▶ [EXERCISE DETAILS]: How many lines in the rows below contain the word "crowd"? Give only the number.

-------- GIVEN INFORMATION --------

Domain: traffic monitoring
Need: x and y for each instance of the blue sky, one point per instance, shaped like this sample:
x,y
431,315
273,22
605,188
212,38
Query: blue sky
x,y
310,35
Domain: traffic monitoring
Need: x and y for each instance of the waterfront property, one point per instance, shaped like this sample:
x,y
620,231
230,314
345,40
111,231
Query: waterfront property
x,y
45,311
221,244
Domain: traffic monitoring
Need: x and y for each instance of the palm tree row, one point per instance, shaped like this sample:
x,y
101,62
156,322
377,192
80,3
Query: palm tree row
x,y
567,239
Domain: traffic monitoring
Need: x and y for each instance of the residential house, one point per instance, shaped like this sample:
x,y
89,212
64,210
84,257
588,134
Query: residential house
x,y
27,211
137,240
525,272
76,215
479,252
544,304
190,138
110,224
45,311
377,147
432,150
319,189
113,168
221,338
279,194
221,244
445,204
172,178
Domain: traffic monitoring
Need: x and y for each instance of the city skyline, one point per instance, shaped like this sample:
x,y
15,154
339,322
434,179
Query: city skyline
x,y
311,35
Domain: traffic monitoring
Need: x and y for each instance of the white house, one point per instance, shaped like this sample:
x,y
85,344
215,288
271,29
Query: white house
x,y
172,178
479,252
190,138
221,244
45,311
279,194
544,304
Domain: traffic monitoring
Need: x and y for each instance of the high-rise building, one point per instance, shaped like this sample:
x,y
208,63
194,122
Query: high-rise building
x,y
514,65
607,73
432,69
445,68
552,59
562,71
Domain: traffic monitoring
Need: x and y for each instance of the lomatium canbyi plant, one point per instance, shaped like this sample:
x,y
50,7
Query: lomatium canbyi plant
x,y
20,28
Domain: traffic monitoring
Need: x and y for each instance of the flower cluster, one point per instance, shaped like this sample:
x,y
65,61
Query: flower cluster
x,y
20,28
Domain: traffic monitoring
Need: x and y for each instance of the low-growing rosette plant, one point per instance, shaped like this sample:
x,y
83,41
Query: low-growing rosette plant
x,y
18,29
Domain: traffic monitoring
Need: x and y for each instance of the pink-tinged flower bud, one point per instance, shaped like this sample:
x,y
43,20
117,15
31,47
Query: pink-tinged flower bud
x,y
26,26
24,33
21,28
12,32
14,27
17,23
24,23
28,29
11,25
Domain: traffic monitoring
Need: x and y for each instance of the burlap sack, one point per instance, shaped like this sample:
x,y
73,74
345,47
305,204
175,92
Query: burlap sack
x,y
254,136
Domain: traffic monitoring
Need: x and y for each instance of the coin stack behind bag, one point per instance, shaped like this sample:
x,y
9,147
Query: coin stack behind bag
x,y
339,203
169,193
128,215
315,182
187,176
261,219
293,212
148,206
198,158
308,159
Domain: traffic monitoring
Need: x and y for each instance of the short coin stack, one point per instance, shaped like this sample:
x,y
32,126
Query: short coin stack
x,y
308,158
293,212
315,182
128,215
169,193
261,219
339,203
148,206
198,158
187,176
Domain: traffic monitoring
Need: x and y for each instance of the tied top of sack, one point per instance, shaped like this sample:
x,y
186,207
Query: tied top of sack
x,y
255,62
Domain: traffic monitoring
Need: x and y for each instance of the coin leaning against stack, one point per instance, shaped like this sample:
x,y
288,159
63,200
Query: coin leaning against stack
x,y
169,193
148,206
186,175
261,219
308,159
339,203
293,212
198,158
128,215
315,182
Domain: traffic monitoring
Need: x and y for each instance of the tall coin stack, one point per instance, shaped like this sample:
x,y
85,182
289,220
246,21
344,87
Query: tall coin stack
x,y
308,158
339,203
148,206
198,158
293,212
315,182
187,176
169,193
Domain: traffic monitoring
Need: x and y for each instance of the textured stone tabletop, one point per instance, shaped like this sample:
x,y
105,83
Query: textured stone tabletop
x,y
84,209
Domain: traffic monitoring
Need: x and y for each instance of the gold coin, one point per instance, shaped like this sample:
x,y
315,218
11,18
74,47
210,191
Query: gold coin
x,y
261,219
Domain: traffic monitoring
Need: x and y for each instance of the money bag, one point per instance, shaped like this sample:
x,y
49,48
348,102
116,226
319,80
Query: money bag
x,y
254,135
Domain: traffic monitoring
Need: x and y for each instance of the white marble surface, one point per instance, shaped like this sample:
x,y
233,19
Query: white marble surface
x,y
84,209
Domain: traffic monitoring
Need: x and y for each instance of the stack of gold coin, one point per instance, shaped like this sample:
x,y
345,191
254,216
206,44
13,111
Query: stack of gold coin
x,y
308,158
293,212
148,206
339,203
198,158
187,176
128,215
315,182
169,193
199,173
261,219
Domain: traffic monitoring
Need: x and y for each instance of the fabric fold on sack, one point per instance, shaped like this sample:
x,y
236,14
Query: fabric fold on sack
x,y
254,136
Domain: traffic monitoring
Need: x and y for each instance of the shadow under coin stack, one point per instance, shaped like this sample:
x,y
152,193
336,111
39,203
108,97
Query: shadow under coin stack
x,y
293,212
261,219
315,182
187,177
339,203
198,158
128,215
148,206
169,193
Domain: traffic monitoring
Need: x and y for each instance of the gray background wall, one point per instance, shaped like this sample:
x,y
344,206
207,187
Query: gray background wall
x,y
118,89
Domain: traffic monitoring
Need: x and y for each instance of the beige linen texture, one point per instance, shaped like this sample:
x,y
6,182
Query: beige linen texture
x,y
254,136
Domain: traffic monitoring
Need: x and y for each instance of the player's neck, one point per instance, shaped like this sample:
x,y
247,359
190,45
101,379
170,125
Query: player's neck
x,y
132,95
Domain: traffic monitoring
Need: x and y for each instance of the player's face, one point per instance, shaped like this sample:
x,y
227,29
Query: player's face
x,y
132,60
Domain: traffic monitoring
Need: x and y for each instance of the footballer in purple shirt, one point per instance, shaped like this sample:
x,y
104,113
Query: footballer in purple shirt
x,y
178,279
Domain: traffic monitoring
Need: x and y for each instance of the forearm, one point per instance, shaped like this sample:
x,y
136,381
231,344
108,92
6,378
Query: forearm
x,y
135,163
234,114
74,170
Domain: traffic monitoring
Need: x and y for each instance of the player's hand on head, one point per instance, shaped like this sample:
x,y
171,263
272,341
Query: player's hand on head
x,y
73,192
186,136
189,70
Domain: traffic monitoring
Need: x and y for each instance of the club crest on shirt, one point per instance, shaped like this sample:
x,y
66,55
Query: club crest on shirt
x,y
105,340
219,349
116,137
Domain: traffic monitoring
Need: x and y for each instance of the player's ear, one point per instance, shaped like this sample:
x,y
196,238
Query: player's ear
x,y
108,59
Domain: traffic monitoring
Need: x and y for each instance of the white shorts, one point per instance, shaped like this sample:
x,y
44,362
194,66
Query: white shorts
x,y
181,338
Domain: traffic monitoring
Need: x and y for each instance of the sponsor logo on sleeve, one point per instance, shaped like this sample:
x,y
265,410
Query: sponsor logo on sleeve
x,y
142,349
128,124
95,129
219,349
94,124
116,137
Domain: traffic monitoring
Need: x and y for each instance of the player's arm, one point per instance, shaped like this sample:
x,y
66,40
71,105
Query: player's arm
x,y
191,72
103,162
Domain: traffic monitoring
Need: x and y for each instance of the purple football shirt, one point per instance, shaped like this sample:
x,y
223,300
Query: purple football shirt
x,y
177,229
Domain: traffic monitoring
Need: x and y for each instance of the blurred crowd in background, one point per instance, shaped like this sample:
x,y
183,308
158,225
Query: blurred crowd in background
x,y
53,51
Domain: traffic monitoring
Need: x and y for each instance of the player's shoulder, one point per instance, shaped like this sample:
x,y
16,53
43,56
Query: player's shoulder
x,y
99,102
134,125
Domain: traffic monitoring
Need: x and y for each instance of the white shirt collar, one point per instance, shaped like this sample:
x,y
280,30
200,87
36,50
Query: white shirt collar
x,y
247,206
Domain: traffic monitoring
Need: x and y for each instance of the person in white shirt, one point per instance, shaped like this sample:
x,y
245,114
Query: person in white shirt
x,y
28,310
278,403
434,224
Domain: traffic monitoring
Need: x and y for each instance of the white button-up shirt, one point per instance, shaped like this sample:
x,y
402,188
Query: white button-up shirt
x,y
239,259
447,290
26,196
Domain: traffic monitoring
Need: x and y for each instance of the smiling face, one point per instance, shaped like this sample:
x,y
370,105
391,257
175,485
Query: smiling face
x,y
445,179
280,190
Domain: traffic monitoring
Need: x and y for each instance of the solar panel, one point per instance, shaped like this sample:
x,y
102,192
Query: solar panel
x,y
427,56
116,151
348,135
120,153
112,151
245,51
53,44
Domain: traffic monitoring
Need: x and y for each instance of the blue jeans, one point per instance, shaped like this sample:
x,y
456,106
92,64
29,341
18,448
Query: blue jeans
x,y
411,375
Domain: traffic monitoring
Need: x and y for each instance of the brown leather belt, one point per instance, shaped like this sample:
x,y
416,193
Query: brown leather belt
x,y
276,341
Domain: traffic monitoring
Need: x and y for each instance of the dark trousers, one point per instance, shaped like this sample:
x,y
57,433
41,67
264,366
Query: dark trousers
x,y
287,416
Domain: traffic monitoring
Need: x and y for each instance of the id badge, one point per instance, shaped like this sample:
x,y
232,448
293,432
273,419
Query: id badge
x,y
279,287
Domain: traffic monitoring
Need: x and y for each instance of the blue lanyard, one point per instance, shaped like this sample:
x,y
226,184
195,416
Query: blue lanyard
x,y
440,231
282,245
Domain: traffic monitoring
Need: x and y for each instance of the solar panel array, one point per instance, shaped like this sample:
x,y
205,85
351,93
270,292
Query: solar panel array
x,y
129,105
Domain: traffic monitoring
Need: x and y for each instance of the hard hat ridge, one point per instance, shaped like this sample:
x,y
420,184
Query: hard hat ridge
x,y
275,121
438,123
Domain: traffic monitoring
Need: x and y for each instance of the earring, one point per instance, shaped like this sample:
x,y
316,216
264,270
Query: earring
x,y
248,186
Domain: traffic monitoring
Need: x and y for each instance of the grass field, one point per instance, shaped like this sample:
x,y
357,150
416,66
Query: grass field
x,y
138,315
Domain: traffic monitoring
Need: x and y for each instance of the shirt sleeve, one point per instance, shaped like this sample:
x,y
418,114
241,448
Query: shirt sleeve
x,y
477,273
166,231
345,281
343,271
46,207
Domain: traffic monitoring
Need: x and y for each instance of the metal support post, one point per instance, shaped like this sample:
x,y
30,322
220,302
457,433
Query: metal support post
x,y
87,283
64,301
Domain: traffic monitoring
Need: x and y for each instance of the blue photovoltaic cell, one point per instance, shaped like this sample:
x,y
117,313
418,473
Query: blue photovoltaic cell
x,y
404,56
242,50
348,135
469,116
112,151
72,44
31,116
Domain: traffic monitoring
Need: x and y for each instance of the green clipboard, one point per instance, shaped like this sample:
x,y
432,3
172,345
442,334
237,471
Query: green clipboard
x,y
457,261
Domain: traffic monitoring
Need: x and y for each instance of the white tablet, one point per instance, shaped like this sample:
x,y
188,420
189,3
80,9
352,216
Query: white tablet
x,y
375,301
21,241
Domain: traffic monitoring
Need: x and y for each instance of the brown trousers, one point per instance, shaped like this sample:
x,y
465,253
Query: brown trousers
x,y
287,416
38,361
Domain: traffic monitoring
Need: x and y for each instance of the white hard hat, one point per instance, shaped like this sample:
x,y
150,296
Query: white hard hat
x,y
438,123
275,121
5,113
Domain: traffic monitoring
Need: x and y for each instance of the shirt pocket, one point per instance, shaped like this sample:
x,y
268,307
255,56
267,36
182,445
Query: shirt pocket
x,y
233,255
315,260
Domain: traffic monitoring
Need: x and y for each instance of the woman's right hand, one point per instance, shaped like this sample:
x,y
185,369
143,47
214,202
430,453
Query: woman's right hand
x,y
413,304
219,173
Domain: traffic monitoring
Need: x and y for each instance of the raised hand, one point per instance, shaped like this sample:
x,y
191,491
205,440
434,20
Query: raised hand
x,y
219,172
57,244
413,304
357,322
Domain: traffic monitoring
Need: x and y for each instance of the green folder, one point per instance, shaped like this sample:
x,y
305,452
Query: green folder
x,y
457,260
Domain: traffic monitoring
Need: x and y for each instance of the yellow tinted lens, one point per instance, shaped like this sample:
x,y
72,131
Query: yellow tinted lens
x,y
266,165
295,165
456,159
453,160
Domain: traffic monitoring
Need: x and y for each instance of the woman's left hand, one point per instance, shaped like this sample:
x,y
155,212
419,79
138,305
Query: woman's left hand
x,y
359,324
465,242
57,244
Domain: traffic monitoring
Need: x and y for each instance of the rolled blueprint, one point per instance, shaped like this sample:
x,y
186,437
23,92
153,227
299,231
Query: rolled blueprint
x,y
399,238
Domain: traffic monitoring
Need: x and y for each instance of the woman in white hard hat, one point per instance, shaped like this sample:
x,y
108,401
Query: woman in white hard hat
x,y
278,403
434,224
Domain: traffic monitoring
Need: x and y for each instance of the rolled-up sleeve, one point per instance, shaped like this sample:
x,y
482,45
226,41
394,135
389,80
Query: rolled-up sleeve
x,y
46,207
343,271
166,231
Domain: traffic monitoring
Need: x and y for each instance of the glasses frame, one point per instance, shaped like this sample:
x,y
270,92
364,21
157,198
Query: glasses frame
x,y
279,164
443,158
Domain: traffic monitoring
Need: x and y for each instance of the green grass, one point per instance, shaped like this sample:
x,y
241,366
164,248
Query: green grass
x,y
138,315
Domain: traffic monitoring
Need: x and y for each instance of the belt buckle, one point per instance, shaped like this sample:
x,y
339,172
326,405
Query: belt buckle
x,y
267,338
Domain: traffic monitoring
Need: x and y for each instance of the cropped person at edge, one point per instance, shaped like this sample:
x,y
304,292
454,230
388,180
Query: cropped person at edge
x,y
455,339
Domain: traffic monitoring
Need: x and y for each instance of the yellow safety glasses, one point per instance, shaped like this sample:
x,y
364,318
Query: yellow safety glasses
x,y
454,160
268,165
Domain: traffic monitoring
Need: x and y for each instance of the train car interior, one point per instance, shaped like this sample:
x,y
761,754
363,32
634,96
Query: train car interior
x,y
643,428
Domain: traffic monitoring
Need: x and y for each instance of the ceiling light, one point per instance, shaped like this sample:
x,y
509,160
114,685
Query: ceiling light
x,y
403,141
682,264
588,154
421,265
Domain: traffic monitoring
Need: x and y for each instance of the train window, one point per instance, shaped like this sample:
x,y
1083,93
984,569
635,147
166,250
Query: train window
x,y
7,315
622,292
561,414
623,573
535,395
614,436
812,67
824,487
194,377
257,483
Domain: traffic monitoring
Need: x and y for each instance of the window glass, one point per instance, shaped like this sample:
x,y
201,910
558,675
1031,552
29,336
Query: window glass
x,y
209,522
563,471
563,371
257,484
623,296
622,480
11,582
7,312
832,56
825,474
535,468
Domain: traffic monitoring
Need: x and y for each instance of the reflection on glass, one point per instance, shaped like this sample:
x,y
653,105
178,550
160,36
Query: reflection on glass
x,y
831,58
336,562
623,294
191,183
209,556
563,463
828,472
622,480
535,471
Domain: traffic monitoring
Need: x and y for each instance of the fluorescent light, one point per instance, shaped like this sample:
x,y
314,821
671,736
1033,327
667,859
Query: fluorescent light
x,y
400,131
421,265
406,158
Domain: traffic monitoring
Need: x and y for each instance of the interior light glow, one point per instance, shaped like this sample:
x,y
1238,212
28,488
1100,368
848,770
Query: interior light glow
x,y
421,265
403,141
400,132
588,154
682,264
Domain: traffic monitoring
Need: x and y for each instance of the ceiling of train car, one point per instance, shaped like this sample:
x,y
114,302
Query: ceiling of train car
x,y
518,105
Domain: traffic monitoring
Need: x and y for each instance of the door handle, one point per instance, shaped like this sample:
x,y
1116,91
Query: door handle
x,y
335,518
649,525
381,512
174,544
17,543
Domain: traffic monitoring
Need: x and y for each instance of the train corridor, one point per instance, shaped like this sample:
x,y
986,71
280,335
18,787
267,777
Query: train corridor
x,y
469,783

--------

▶ [RESULT FOR THIS EXERCISE]: 2